The problem
Going line by line through the records below, count those containing the word "trunk", then give only the count.

Records

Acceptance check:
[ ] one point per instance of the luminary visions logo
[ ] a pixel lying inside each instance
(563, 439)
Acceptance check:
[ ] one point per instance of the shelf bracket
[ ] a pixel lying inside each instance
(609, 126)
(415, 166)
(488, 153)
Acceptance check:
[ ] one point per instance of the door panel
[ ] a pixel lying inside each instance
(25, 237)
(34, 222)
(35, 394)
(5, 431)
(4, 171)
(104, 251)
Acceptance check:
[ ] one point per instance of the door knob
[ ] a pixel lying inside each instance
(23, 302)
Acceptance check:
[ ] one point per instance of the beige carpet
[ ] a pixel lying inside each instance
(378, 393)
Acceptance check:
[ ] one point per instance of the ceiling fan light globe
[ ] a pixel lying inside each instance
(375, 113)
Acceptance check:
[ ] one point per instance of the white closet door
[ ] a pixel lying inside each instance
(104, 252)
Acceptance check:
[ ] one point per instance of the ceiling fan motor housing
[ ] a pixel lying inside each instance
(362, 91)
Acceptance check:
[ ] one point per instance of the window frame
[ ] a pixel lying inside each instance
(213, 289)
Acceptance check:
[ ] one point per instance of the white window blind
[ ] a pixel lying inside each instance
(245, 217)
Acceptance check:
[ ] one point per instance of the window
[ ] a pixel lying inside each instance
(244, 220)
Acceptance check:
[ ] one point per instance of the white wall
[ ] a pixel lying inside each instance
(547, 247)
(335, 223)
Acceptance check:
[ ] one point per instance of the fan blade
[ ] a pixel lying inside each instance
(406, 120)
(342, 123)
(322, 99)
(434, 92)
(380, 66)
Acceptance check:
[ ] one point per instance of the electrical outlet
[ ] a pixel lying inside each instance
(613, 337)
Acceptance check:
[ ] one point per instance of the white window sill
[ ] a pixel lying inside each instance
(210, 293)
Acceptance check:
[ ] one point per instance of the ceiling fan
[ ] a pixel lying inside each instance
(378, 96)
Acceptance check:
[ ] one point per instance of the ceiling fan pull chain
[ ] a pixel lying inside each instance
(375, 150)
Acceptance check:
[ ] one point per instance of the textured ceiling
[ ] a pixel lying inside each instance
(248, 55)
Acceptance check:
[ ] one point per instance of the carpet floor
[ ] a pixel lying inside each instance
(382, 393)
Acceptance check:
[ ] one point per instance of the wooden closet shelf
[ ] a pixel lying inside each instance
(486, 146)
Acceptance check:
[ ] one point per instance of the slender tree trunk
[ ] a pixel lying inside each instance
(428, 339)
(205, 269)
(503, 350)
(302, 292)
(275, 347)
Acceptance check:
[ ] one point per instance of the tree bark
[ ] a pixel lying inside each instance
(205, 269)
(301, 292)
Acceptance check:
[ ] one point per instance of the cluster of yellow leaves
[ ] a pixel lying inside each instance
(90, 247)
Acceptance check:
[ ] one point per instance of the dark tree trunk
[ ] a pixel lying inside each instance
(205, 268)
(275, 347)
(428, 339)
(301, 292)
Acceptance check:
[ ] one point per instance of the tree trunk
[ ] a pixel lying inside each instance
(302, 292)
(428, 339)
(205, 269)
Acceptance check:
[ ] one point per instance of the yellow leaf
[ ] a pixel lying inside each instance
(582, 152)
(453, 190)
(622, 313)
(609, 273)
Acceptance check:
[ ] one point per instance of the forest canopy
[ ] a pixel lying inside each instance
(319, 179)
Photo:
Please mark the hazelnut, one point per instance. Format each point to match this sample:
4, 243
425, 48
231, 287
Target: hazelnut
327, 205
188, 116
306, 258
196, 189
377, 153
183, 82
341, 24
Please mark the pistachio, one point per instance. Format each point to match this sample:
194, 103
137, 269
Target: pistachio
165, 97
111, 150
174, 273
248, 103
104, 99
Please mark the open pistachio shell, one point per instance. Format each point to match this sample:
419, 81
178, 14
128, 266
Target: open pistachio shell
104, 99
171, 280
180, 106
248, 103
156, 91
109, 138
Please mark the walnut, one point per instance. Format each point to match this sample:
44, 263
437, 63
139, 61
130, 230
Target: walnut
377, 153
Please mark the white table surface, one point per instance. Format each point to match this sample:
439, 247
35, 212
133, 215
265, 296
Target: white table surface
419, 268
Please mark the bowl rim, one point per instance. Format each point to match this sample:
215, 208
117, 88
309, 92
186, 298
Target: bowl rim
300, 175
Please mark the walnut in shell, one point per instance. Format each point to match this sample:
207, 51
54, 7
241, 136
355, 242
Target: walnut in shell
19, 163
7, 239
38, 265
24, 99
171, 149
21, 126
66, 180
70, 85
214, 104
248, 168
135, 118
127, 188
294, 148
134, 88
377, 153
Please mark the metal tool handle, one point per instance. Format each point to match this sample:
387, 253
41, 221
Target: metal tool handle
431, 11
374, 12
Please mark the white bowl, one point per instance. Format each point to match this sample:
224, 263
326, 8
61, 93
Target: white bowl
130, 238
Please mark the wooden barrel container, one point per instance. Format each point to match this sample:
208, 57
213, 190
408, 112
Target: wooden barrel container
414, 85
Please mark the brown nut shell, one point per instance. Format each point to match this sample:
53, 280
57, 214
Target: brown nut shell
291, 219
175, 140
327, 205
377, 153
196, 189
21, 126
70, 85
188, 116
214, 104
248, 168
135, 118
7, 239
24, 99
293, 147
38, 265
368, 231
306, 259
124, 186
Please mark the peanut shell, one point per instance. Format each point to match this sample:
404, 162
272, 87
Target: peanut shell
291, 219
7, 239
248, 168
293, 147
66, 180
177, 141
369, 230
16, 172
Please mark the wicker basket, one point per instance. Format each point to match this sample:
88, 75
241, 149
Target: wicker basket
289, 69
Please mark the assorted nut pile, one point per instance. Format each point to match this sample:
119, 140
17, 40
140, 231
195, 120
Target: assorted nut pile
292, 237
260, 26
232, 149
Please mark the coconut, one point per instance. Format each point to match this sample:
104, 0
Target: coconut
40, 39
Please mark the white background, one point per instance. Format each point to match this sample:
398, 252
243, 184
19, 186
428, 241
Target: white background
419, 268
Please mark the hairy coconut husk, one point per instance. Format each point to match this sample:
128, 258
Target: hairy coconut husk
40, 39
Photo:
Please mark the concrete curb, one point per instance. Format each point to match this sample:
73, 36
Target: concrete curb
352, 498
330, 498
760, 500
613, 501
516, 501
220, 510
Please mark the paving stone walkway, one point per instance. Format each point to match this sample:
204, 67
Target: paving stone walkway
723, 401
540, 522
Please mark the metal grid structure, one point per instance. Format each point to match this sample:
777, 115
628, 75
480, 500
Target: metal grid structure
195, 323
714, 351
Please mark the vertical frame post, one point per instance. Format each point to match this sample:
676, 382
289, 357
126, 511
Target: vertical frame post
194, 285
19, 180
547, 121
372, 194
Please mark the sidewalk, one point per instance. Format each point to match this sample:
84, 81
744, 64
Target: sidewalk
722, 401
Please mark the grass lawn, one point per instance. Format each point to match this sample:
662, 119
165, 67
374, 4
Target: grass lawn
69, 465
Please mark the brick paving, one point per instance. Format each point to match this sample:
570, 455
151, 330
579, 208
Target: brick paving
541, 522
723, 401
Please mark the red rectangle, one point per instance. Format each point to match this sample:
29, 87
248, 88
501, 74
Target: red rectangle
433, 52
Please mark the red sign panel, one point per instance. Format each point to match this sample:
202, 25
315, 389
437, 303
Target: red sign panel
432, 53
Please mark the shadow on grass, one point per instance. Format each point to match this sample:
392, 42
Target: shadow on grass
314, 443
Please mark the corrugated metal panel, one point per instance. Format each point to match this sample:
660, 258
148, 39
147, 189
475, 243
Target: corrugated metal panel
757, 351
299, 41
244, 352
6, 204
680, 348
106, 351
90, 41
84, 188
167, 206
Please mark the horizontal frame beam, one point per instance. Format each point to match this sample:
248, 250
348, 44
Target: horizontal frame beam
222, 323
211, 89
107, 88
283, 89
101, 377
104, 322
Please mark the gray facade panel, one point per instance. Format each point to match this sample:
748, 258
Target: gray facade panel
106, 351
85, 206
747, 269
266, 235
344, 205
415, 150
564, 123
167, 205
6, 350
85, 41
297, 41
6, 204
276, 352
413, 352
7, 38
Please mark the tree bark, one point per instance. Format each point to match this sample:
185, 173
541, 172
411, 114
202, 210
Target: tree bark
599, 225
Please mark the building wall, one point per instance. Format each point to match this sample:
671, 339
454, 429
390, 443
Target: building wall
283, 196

Output of the task
3